#### [Objective]
Can you substitute "Label" for every "Target" in the data below and reproduce it with nothing else changed? Omit the pictures from your copy.
— Start of Recorded information —
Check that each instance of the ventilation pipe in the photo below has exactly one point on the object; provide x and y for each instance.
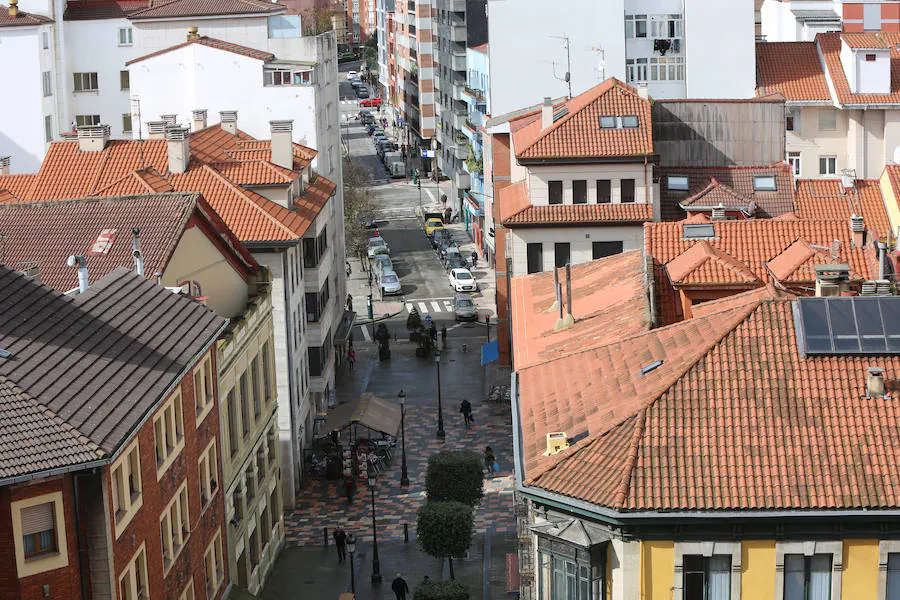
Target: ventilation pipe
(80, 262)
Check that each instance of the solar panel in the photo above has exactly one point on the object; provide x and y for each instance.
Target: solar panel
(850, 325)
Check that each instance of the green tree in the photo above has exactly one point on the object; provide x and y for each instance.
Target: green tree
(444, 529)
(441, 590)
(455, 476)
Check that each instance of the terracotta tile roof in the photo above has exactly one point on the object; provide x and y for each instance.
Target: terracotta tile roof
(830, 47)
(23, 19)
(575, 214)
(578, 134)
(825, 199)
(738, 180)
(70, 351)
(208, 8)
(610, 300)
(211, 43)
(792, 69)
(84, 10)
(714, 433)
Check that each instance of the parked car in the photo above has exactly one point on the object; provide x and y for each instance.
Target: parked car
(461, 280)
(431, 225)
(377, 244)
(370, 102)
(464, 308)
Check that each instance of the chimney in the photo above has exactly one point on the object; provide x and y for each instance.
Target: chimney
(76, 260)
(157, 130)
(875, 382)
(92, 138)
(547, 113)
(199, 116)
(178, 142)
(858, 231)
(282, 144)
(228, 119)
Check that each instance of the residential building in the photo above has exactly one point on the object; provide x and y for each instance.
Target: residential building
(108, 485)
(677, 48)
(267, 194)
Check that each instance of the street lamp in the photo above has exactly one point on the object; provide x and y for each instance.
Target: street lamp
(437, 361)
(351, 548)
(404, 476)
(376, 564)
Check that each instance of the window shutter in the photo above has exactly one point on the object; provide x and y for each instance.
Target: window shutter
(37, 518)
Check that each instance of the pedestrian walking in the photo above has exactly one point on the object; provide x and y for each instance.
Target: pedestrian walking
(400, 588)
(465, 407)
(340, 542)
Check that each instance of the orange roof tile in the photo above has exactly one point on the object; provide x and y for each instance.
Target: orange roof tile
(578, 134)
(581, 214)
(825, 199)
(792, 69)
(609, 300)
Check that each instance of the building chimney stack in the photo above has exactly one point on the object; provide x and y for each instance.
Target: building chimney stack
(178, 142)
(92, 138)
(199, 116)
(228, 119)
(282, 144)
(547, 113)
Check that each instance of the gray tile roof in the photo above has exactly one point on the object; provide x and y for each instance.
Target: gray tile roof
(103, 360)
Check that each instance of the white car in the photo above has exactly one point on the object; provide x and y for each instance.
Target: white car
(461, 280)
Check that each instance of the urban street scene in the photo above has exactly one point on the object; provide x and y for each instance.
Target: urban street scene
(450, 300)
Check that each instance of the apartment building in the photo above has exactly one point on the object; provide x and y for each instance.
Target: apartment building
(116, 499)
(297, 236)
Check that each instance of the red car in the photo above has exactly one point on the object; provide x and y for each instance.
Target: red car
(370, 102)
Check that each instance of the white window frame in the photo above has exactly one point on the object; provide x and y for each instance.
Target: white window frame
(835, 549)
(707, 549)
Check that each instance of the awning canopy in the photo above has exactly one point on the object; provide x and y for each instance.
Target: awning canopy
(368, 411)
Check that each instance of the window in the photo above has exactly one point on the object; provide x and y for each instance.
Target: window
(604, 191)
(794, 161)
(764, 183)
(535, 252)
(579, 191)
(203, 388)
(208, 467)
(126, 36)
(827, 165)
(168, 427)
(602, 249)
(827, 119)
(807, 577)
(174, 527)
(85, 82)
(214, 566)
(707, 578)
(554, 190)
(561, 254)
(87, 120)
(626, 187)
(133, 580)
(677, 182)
— End of Recorded information —
#### [Finished task]
Check that each instance of the ventilation pipe in the photo below has exactly one point on the object; provide x and y for each instance.
Label: ventilation pipe
(80, 262)
Check that each instance of the solar panel in the photo above has exactly one point on the object; provide x and y for each instance.
Label: solar panel
(850, 325)
Check that each instance of the green tree in the photo above has exactly one point on the object; provide x and y for each instance.
Label: green tree
(444, 529)
(441, 590)
(455, 476)
Check that each instance of the terracotta tile roof in the photo above has exactly one point on the object; provide x and y for each instance.
Label: terracotta tile roof
(830, 47)
(23, 19)
(575, 214)
(578, 134)
(825, 199)
(738, 180)
(70, 351)
(208, 8)
(610, 300)
(211, 43)
(792, 69)
(84, 10)
(714, 433)
Check that each instance of the parked car in the photo above has exactly one point on the object; provide x and y for each instance.
Label: parked car
(461, 280)
(431, 225)
(377, 244)
(370, 102)
(464, 308)
Check that each instance of the chimney in the photo above has exactly one point on the object; provide x and y for each instance.
Label: chimney
(76, 260)
(157, 130)
(875, 382)
(92, 138)
(547, 113)
(199, 116)
(178, 142)
(858, 231)
(282, 144)
(228, 119)
Check that each instance of the residential building in the photo above has exactly one point on the object; provide x and y for each instance.
Label: residential building
(108, 485)
(677, 48)
(267, 194)
Check that each instance of the street lamp in the photo above has exactly one point on the object; provide x and y for each instance.
Label: street lamp
(437, 361)
(351, 548)
(404, 476)
(376, 564)
Check that each instance of the window shutter in the photo above has exactly one point on the object; provide x and y for each instance.
Label: window shutter
(37, 518)
Check that each instance of the pedestrian walking in the photo above has exactly one point on the object; provide x and y for each instance.
Label: pedestrian walking
(400, 588)
(465, 407)
(340, 542)
Check that each instance of the orange roof tile in the photo above has exactly one point on the object; provide x and y for each instance.
Label: orange roof tile
(578, 134)
(581, 214)
(825, 199)
(792, 69)
(609, 300)
Check that each instance of the building chimney stack in the photo above has exactly one point on the object; provide x and y for each instance.
Label: building chimney stack
(178, 142)
(92, 138)
(199, 116)
(228, 119)
(282, 144)
(547, 113)
Check that each instance of the gray tile roof in the photo above has exactly one point on the object; provide x and y for each instance.
Label: gray tile roof
(103, 360)
Check that each instance of the white car in the photo above has exactly one point on the object; provide x and y for each instance.
Label: white car
(461, 280)
Check that each instance of the urban street scene in the photo above has exactly one point on the object; provide x and y for each instance.
Label: urban street scene
(450, 300)
Check that each instance of the apartment building in the photo above has exactly one point on the object; provide x and y for each instance.
Label: apartment building
(116, 499)
(297, 236)
Check that each instance of the red car in the photo above has exactly one point on the object; provide x and y for each instance.
Label: red car
(370, 102)
Check that each instance of the white window frame in the photo above has exactly one point on the object; provide x and y for each instance.
Label: white window frame
(835, 549)
(707, 549)
Check that each instance of the awning canopy in the photo above has exactly one point on the object; provide x and y for each instance.
Label: awning canopy
(368, 411)
Check that each instance of the window in the photo above has exactly one point on the object; provide x and y for each instance.
Label: window
(604, 191)
(794, 161)
(764, 183)
(535, 252)
(579, 191)
(203, 388)
(208, 467)
(126, 36)
(827, 165)
(168, 427)
(602, 249)
(827, 119)
(807, 577)
(174, 527)
(85, 82)
(214, 566)
(707, 578)
(554, 190)
(561, 254)
(87, 120)
(626, 187)
(133, 580)
(677, 182)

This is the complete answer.